Thursday, October 27, 2011

Pergamonmuseum

Being in Berlin has its perks. One is the incredible museums. Last week we took an afternoon and went to see the Pergamonmuseum. Most of the artifacts were taken from Turkey in the 1800s. That is what the West did. And it isn't even that Germany was terribly interested in the artifacts. The Prussians just looked around and saw great big museums in Paris and London and didn't want to be left behind.  I think they 'caught up' pretty well. 

As you walk into the first "exhibit" you find yourself at the foot of an ancient Greek Altar—The Pergamon Altar, or Altar to Zeus. 
While much of it is reconstructed, all the friezes are the orignal. They depict the epic battle between the gods and the giants. The friezes wrap the entire room, and are only a portion of the original. Larger than life humans, with stone flesh, wresting with ani-morphs and crumbling.

 This is what Owen and I would look like if we were Greek:
 The next spectacular artifact was the Market Gate of Melitus, one of the best preserved and complete architectural elements from the Greek Period. I am thinking later Greek because of the capitals' very intricate patterns and designs. These are stones that Christ could have walked by!

● **Dataset**:
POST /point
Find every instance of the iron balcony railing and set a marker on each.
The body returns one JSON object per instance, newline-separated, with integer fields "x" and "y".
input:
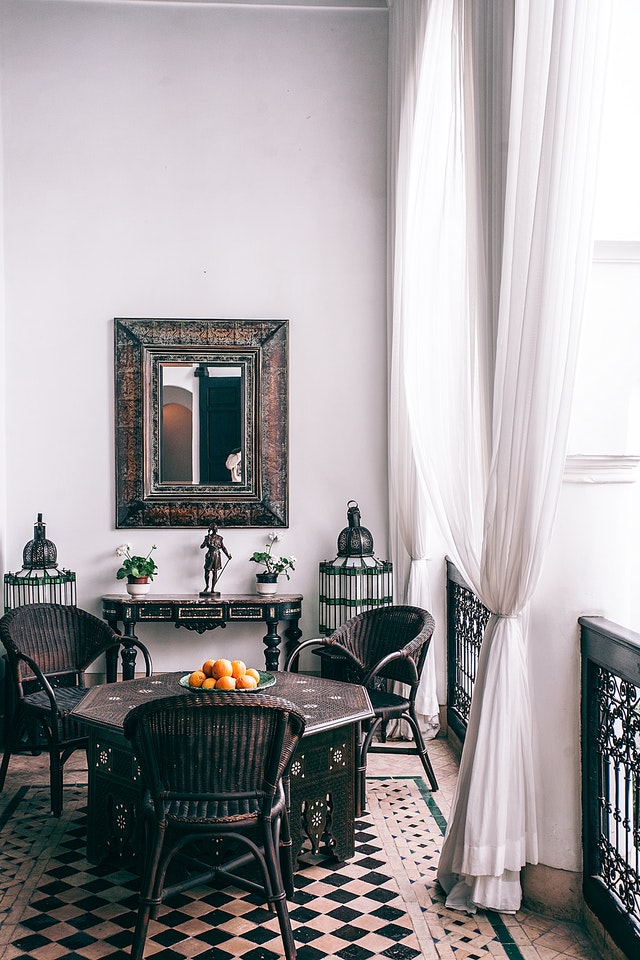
{"x": 466, "y": 619}
{"x": 611, "y": 778}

● **Tasks to carry out**:
- 1) In the Pergamonmuseum post, what do the friezes on the Pergamon Altar show?
- 2) Carry on the Pergamonmuseum post, picking up right after its last sentence.
The lines that come after the Pergamonmuseum post are separate material.

● **Answers to the tasks**:
- 1) They show the epic battle between the gods and the giants.

- 2)
 So, let's go a little but further back in time. Walk through the Gate of Melitus, and emerge in Ancient Babylon. This is the Ishtar Gate of Nebuchadnezzar II.  Actually, it is the smaller portion of the gate. While parts are reproductions of the gate, many of the tiles are the originals. The animals and cuneiform script are the real thing.
I usually think of artifacts, museums, etc as being beautiful, but monochromatic. Objects do, after all, loose their pigment over time. This gate is brilliant deep blue and bright yellow. The tiles catch the light. It was spectacular.

 The rest of the museum is full of Ancient Middle Eastern artifacts, and then another level of Islamic Art. The scope covers the Middle East from before the Hittites to this century. There is certainly a maturity and depth in this art that has grown and developed with culture, religion and time.

Truly Spectacular.

4 comments:

  1. I loved reading this. Hope the pictures show up soon. A little note on the side says "we were unable to handle your request" Bummer.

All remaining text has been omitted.